Top of GIVEN RECORDS

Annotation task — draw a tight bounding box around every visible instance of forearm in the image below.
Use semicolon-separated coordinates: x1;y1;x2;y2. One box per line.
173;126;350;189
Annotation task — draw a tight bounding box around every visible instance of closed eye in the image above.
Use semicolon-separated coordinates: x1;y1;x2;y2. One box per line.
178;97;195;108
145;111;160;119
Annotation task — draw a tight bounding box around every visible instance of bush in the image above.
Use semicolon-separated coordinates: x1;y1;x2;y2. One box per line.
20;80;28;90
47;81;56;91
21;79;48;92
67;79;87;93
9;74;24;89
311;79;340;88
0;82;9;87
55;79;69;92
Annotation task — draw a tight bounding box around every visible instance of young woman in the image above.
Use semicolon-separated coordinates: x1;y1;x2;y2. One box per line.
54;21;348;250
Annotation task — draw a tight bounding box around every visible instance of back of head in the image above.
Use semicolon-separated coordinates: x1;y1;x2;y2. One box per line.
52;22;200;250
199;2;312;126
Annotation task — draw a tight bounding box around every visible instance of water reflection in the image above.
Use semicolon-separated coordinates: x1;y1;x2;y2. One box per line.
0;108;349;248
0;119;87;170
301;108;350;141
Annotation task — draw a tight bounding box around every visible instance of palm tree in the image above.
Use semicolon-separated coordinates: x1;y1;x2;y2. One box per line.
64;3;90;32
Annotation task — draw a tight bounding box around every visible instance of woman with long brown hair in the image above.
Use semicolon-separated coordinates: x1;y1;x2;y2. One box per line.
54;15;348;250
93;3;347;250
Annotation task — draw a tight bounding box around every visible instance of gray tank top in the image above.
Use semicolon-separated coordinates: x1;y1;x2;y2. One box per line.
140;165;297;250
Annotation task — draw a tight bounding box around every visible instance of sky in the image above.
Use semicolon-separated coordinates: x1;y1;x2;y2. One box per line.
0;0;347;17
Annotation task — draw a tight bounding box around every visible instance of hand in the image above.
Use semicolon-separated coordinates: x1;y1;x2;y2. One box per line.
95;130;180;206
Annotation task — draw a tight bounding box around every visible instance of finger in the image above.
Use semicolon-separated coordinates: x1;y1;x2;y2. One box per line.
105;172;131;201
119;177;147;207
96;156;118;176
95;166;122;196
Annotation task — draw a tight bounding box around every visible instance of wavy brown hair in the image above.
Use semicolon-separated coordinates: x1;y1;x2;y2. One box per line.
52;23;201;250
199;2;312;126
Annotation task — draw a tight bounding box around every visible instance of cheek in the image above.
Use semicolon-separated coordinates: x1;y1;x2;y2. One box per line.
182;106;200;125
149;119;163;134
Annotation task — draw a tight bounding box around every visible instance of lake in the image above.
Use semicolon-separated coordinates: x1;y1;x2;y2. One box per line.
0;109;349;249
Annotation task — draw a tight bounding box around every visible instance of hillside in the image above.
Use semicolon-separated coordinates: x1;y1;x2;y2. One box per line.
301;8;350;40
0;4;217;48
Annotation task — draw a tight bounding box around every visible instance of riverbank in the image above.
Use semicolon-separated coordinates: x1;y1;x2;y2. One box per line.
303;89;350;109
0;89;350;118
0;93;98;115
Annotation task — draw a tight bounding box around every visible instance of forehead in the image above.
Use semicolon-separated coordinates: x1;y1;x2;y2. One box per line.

Bottom of GIVEN RECORDS

▶ [TRY IT]:
State the number of lines above that include "hair", and nothing further.

▶ [EXERCISE RESULT]:
2